In the entries below, find the string "ball" and return each line holding it.

> Material for the task:
======

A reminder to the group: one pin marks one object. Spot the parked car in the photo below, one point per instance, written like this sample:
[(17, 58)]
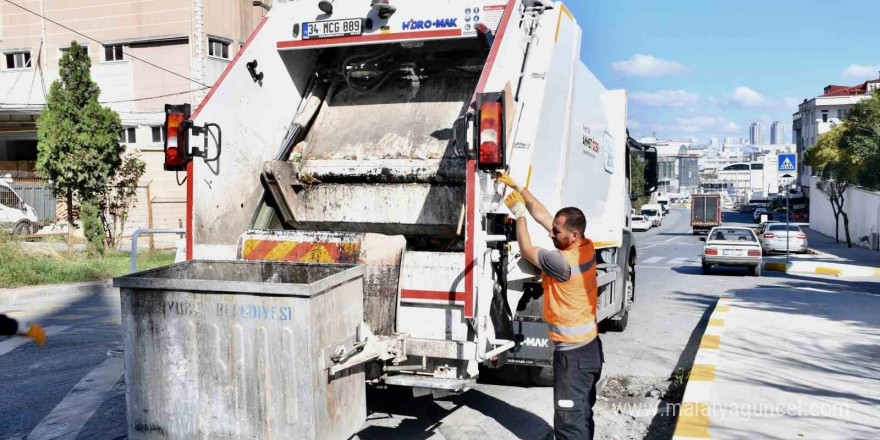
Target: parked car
[(654, 213), (15, 215), (726, 246), (756, 216), (640, 223), (774, 237)]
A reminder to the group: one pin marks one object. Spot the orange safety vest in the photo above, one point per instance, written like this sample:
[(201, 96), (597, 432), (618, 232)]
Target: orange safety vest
[(570, 307)]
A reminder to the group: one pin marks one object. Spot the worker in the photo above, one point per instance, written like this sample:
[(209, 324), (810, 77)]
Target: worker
[(568, 276), (11, 326)]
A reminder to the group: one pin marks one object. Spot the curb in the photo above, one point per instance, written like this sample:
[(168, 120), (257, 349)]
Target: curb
[(807, 267), (693, 417), (11, 297)]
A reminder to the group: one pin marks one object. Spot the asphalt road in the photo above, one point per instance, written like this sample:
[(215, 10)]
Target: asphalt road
[(73, 389)]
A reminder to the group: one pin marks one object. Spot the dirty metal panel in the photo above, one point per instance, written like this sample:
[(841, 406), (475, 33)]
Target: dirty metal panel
[(203, 364), (390, 209), (400, 120)]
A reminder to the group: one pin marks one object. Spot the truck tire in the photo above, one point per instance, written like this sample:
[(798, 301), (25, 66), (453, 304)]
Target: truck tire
[(541, 376), (619, 325)]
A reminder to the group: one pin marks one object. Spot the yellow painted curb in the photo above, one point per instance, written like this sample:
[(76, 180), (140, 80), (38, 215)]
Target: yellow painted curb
[(703, 372), (828, 271), (710, 341)]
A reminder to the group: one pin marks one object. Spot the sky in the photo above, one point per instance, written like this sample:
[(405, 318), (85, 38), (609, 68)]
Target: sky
[(709, 68)]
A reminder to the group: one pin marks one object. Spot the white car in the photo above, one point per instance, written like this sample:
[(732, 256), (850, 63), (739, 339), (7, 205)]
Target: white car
[(640, 223), (726, 246), (776, 236), (15, 215)]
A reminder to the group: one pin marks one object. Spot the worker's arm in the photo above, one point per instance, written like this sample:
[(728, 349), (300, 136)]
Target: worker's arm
[(518, 207), (11, 326), (536, 209)]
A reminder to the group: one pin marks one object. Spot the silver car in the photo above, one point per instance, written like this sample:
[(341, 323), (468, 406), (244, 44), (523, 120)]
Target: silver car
[(726, 246), (776, 236)]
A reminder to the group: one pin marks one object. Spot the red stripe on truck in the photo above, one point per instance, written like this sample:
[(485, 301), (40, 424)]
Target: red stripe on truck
[(434, 295), (471, 190), (189, 167), (418, 35)]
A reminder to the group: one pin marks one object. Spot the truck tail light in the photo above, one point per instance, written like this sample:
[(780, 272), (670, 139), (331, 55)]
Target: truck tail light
[(176, 137), (491, 133)]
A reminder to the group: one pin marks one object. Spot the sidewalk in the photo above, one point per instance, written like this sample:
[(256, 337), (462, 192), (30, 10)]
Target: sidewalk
[(839, 251), (788, 363), (829, 258)]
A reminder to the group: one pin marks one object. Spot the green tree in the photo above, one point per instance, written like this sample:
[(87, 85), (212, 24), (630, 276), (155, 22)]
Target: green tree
[(838, 168), (78, 139), (92, 228), (118, 197), (862, 138)]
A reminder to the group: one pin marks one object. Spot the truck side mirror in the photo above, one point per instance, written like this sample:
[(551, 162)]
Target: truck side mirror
[(650, 170)]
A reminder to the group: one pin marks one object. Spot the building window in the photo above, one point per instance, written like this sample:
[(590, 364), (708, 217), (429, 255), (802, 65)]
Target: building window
[(113, 52), (128, 135), (218, 48), (18, 60), (159, 134)]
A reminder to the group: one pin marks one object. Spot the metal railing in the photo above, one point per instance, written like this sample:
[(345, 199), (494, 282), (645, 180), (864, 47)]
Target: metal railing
[(138, 232)]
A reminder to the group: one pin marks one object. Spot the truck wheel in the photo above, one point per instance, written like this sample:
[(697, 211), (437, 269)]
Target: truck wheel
[(619, 325), (541, 376)]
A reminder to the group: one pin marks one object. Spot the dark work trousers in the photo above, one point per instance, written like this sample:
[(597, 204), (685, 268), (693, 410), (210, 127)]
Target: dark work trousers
[(8, 326), (575, 374)]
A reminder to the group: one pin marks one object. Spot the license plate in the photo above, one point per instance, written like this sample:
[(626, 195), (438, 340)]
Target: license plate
[(350, 27)]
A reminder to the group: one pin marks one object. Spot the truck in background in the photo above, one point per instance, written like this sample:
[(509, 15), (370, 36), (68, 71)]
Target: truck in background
[(705, 212), (654, 213), (370, 136)]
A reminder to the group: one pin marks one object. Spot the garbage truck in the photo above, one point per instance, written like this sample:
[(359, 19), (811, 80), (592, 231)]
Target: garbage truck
[(368, 133)]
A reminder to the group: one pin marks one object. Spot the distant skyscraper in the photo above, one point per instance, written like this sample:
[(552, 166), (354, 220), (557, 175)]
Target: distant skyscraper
[(777, 133), (756, 133)]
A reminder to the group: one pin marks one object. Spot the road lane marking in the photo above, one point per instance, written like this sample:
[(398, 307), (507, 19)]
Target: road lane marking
[(17, 341), (68, 417)]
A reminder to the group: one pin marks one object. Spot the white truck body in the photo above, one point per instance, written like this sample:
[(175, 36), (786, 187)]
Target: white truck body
[(382, 163)]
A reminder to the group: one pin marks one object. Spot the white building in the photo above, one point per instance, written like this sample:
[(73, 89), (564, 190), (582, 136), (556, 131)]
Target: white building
[(756, 133), (819, 115), (777, 133)]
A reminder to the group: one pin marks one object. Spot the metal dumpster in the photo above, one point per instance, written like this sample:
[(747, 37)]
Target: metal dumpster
[(240, 349)]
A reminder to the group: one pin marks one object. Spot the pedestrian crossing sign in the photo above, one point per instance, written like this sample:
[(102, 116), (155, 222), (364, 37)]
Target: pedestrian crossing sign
[(787, 162)]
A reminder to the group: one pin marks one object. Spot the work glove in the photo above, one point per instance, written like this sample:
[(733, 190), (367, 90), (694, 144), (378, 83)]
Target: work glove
[(34, 331), (507, 180), (516, 204)]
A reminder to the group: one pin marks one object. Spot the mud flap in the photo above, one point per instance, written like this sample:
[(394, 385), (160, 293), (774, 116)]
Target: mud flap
[(381, 254)]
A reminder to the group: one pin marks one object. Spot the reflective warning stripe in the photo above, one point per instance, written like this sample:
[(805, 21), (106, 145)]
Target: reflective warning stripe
[(306, 252), (574, 330)]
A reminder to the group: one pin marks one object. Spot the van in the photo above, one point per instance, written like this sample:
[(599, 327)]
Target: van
[(15, 215), (654, 213)]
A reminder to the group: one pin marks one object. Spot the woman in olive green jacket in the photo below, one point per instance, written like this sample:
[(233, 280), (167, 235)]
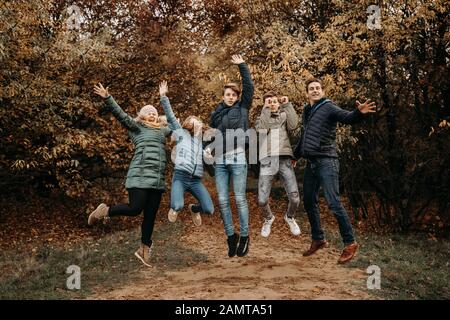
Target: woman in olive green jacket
[(145, 177)]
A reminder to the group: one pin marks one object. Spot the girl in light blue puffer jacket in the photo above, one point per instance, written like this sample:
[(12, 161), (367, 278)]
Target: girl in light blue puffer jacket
[(188, 171)]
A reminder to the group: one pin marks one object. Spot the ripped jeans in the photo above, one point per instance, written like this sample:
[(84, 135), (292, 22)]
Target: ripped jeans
[(270, 167)]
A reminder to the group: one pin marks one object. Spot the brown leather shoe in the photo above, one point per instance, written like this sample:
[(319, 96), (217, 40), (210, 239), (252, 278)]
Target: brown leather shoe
[(316, 245), (348, 253)]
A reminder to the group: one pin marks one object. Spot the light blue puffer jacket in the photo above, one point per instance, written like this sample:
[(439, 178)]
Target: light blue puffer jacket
[(189, 149)]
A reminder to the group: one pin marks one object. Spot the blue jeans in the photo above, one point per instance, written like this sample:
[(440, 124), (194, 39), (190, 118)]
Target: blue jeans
[(235, 167), (325, 172), (183, 182)]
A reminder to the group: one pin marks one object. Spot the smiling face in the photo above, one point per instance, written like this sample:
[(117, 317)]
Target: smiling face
[(273, 103), (231, 94), (193, 124), (314, 92), (150, 117), (230, 97)]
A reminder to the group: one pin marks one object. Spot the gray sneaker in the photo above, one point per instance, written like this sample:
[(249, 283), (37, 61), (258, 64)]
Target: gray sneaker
[(101, 213)]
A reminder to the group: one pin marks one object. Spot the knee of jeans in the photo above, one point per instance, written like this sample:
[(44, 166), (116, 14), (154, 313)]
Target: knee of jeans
[(240, 199), (209, 209), (309, 205), (224, 200), (336, 207)]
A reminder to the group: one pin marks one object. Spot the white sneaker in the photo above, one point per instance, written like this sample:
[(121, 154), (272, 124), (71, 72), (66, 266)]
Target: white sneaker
[(172, 215), (265, 231), (295, 229), (196, 217)]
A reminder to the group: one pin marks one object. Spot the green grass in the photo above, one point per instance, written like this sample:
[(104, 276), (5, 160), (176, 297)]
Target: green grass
[(104, 263), (412, 266)]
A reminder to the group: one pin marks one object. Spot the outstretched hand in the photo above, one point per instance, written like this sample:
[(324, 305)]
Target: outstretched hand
[(237, 59), (101, 91), (163, 89), (366, 107), (284, 100)]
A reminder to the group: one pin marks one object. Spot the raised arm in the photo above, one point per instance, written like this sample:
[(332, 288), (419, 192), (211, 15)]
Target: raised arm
[(127, 121), (352, 117), (248, 87), (171, 119)]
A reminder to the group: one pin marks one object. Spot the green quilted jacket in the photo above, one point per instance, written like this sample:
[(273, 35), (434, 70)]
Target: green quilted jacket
[(148, 166)]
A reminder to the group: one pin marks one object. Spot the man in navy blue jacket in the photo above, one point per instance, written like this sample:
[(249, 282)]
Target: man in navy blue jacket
[(317, 145)]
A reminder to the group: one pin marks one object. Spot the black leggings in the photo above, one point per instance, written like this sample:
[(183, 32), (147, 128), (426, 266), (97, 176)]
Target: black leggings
[(141, 199)]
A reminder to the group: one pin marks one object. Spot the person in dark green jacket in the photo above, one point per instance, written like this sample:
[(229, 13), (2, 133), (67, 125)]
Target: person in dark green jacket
[(145, 178)]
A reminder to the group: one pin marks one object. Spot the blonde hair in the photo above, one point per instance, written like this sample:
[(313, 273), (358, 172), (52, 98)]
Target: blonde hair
[(146, 110)]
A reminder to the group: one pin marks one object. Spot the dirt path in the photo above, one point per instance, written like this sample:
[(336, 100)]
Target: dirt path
[(274, 269)]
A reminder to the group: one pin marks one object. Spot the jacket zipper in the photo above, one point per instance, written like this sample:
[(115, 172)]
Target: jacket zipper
[(313, 111)]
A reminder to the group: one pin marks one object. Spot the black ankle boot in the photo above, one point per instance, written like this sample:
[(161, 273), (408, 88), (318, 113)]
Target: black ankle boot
[(232, 244), (244, 243)]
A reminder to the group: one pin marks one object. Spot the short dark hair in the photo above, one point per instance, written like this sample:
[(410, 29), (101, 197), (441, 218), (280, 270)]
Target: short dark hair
[(269, 94), (233, 86), (311, 80)]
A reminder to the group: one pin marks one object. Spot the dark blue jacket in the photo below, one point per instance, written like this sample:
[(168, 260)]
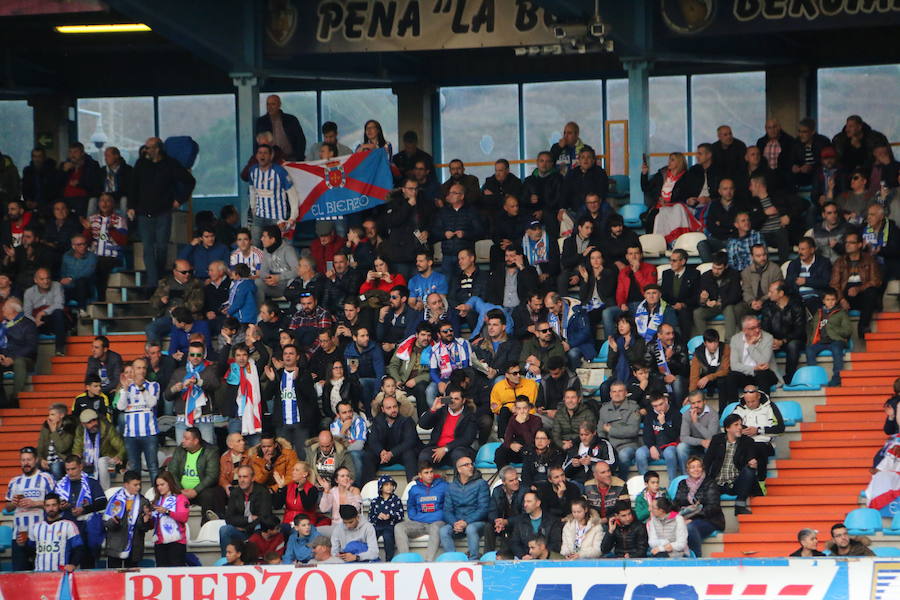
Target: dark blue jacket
[(820, 274), (500, 508), (371, 360), (425, 503), (465, 219), (200, 257), (579, 183), (469, 502), (243, 307), (397, 439), (292, 129), (21, 339)]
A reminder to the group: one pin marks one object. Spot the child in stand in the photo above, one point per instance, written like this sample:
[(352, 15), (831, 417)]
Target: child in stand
[(389, 389), (94, 398), (651, 493), (386, 511), (242, 296), (829, 328), (298, 550)]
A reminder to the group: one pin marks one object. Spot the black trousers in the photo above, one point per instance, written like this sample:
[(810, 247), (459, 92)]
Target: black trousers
[(170, 555)]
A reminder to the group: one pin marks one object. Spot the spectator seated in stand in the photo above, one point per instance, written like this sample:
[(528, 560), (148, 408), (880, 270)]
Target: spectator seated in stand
[(829, 328)]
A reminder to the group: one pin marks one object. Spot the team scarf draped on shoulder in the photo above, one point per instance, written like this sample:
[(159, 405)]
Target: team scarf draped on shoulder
[(117, 508), (647, 324), (536, 252), (194, 397), (249, 396), (167, 529), (64, 490)]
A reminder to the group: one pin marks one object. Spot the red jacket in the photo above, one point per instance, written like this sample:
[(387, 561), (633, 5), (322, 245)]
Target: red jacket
[(322, 254), (645, 275)]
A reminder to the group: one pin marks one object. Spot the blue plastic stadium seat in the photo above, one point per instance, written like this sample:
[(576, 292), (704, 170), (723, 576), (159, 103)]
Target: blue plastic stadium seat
[(5, 537), (847, 348), (728, 410), (407, 557), (808, 378), (485, 457), (623, 185), (863, 521), (631, 214), (603, 354), (452, 557), (694, 343), (894, 529), (791, 411), (673, 486)]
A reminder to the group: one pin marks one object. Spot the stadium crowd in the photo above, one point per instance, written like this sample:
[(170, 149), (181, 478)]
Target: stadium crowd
[(293, 379)]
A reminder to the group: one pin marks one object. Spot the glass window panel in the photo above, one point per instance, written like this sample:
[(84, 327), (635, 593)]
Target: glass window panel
[(479, 124), (303, 106), (735, 99), (125, 123), (668, 117), (17, 133), (350, 109), (549, 106), (617, 110), (870, 92), (212, 122)]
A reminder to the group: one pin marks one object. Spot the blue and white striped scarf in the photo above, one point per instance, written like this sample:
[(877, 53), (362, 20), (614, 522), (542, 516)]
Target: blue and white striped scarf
[(118, 509)]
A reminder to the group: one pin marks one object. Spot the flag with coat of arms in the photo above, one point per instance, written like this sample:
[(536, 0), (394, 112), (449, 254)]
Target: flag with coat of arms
[(341, 185)]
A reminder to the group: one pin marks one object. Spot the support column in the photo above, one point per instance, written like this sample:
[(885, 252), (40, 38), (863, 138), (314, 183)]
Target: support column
[(638, 121), (786, 95), (247, 111), (414, 113), (51, 124)]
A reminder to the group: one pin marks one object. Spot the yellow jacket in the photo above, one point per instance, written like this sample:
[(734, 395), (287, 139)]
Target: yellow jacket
[(503, 394)]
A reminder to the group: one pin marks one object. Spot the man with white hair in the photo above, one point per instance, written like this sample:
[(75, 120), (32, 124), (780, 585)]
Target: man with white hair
[(752, 357)]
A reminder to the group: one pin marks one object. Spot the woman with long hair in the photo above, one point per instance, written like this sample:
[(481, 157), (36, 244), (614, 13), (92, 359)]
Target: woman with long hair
[(666, 194), (582, 532), (171, 510), (373, 138), (335, 494)]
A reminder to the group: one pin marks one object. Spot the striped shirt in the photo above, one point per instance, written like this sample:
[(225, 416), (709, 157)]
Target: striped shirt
[(54, 542), (358, 431), (101, 227), (254, 261), (289, 401), (139, 402), (270, 187), (31, 487)]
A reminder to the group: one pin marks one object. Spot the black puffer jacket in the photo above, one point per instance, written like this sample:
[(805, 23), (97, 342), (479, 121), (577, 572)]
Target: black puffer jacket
[(788, 323), (709, 497)]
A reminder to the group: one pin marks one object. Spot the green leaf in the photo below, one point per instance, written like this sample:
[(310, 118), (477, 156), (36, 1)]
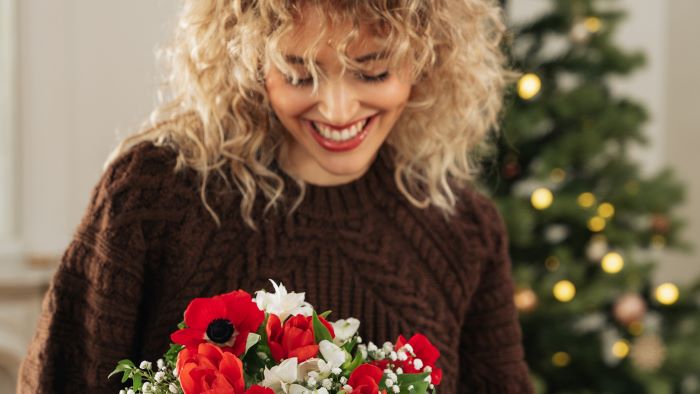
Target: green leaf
[(251, 341), (417, 380), (137, 381), (320, 331), (350, 365)]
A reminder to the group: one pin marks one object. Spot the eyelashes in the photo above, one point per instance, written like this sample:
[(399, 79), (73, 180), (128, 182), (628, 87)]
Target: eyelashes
[(365, 78)]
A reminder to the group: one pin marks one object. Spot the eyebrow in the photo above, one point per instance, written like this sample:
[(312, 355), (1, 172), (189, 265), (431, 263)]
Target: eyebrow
[(293, 59)]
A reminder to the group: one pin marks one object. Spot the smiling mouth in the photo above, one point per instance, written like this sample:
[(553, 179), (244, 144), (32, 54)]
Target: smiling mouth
[(341, 135)]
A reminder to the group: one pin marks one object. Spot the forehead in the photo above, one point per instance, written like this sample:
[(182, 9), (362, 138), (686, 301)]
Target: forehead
[(313, 27)]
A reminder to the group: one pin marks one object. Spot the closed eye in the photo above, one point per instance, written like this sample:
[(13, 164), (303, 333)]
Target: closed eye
[(366, 78)]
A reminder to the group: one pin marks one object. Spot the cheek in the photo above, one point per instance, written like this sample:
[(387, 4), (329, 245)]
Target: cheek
[(286, 100), (392, 95)]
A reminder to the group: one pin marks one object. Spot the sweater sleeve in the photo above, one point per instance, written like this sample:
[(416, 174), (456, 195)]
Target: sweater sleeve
[(90, 314), (491, 350)]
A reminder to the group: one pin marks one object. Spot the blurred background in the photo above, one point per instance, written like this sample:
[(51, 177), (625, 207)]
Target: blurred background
[(77, 75)]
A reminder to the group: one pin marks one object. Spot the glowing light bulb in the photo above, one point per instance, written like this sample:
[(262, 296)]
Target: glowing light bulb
[(592, 24), (541, 198), (586, 200), (667, 293), (529, 85), (612, 263), (606, 210), (557, 175), (561, 359), (620, 348), (596, 224), (564, 291)]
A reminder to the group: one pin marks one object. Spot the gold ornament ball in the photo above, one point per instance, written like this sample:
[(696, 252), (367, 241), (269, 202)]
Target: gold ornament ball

======

> Result below:
A reminder to the group: one pin marks one object. Spot the gold ornament ball in the photo above, one point per instance, written like this sample:
Target: gold ornament ball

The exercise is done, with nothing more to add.